### Required action
The lines of the records that include "pixels" should all be copied.

### Segmentation mask data
◆ ◆ ◆

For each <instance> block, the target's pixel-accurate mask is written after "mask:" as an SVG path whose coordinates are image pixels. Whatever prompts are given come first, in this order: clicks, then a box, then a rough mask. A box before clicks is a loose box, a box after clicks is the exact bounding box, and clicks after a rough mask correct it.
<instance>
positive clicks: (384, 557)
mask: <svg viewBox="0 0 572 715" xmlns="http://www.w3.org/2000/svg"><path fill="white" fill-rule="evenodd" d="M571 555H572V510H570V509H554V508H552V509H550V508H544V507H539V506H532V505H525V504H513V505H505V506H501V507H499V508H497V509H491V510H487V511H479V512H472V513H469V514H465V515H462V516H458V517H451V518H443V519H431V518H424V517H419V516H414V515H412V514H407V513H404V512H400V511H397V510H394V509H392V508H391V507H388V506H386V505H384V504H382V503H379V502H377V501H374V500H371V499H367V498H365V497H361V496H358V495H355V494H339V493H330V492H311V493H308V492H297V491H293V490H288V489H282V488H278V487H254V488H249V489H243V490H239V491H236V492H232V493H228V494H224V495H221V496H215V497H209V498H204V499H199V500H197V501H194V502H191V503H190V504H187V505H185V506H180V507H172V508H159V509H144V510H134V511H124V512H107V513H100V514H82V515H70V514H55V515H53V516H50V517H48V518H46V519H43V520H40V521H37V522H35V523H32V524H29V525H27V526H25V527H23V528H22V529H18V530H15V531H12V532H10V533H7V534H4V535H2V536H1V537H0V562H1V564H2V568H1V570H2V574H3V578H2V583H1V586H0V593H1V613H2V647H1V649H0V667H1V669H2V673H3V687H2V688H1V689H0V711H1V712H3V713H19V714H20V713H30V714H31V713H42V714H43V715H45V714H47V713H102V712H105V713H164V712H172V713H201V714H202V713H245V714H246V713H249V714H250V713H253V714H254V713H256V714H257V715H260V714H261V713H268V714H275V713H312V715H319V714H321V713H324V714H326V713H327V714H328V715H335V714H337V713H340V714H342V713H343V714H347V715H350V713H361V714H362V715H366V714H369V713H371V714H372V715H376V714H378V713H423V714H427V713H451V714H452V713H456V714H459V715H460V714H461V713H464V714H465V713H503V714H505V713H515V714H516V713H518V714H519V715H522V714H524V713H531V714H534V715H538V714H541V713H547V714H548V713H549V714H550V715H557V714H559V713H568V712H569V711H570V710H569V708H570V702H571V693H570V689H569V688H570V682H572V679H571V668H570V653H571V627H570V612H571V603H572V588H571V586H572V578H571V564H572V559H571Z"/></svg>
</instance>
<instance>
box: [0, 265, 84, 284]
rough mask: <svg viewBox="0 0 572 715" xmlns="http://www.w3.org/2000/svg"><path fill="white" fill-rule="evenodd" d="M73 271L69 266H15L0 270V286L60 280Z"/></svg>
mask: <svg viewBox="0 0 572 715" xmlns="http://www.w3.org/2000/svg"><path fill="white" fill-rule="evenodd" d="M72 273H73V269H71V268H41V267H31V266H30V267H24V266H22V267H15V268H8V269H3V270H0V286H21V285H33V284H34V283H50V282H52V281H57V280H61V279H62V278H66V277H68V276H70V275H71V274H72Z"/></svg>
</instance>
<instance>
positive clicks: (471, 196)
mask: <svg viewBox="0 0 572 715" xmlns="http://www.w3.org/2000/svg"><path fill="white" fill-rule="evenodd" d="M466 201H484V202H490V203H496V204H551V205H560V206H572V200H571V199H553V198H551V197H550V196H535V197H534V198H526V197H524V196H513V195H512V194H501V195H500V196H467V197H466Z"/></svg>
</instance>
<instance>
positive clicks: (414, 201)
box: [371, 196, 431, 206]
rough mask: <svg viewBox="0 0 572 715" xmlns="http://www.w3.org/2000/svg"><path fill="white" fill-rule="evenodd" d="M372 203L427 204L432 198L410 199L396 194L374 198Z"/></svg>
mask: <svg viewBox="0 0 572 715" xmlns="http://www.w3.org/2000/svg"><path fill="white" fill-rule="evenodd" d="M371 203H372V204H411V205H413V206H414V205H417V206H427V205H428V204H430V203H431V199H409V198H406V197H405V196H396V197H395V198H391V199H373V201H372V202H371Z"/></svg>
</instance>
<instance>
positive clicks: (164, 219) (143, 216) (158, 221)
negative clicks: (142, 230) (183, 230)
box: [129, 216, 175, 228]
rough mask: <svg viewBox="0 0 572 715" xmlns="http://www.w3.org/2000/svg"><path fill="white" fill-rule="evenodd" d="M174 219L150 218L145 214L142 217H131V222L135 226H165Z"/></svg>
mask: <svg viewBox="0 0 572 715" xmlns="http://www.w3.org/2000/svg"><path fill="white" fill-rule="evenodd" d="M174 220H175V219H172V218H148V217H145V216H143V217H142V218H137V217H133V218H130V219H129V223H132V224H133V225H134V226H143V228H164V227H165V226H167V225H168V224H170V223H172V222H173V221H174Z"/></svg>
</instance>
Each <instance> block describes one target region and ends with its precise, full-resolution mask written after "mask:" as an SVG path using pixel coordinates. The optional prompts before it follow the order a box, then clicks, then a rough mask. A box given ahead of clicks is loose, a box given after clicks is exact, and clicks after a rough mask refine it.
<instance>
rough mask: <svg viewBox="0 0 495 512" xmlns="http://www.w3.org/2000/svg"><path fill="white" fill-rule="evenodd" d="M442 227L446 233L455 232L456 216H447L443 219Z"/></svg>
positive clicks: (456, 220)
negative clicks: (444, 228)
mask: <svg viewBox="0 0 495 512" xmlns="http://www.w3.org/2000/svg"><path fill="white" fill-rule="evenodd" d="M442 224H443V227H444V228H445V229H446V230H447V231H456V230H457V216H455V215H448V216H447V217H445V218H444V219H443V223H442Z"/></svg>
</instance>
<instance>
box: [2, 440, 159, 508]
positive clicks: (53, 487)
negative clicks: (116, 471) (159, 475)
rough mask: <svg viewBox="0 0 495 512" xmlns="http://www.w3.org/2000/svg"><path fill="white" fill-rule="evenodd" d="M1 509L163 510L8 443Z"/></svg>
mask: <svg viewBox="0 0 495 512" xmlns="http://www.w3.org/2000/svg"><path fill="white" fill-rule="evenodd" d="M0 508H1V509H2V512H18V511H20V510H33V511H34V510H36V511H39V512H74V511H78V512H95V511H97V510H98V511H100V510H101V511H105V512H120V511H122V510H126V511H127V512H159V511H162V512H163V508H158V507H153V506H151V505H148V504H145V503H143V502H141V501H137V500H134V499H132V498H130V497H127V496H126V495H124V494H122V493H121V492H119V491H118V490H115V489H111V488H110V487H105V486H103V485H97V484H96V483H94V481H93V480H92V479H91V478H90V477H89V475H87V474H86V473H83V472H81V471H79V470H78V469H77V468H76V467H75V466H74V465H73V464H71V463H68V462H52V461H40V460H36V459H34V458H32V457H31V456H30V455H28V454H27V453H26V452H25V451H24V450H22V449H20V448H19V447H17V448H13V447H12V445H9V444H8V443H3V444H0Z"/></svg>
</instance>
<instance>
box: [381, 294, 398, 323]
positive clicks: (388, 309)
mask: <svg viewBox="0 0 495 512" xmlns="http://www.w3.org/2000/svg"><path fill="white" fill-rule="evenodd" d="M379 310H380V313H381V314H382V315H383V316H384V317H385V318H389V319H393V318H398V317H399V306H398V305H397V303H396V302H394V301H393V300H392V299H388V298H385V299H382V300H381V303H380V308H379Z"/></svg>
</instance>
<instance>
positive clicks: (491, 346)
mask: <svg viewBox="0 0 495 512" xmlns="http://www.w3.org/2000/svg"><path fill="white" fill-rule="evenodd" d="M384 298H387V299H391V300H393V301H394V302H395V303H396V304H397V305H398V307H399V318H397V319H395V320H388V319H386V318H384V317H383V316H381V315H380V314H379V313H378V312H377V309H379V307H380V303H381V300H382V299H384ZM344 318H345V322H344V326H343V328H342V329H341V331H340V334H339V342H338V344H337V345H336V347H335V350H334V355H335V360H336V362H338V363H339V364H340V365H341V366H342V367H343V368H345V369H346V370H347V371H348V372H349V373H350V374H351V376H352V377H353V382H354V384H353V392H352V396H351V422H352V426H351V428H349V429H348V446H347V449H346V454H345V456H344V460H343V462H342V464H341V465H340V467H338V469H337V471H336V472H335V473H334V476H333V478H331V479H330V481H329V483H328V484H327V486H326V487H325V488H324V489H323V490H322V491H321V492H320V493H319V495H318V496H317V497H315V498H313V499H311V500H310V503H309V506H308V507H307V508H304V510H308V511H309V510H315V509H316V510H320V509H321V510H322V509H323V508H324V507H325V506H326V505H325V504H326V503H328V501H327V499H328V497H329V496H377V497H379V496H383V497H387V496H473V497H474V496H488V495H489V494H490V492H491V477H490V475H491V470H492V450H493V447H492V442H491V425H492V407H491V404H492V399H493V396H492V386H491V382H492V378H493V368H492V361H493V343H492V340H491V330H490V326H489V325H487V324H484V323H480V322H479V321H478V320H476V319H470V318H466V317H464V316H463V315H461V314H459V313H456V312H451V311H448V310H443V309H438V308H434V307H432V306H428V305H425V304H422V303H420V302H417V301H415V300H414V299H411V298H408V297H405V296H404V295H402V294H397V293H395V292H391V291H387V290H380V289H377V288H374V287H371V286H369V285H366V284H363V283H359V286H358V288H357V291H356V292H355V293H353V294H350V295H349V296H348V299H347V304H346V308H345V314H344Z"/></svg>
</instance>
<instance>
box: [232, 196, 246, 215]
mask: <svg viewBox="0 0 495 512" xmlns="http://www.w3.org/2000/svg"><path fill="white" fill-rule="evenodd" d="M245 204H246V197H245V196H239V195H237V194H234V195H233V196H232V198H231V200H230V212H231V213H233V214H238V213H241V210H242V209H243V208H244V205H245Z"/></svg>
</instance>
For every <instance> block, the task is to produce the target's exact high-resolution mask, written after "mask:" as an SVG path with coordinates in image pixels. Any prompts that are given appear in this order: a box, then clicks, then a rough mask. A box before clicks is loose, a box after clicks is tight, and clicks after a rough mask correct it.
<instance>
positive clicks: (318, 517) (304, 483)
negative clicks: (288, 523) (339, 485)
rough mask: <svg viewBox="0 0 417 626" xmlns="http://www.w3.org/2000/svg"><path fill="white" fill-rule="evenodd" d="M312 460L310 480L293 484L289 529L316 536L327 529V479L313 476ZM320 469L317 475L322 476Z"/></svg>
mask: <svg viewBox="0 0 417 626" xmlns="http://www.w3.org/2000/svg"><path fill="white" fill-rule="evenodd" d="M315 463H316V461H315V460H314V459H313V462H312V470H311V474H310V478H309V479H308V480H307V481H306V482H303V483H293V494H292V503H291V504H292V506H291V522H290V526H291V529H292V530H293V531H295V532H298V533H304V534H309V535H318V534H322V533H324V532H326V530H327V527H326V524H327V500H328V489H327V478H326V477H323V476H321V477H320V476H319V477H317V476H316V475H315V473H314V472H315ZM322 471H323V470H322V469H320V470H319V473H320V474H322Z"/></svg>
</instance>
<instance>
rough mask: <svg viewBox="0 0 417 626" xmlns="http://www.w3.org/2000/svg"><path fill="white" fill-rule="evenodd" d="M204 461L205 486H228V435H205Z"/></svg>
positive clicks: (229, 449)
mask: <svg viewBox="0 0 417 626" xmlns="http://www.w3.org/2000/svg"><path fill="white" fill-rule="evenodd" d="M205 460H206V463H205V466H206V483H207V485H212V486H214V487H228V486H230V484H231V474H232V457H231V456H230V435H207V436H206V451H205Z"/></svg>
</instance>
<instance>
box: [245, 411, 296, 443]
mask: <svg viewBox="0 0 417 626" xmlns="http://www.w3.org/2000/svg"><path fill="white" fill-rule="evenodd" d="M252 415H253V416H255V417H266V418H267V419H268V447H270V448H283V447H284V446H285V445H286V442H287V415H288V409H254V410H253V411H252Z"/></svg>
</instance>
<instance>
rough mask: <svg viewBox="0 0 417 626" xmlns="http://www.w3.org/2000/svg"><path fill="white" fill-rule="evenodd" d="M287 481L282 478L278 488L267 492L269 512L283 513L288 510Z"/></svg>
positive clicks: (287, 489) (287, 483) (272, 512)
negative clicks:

◆ ◆ ◆

### Solution below
For each <instance> block, the target's pixel-accurate mask is written after "mask:" as an SVG path whose coordinates are image pixels. Whatever prompts are given come first, in this order: clicks, then a box, then a rough mask. A box before clicks is a loose box, a box after clicks is the exact bounding box, and clicks after a rough mask correct it.
For every <instance> block, the task is to produce the target's exact high-resolution mask, written after "mask:" as an SVG path with coordinates in image pixels. Any prompts that are given appear in this order: a box, then clicks, then a rough mask. A box before clicks is loose, a box after clicks is tight, and clicks after a rough mask correct it.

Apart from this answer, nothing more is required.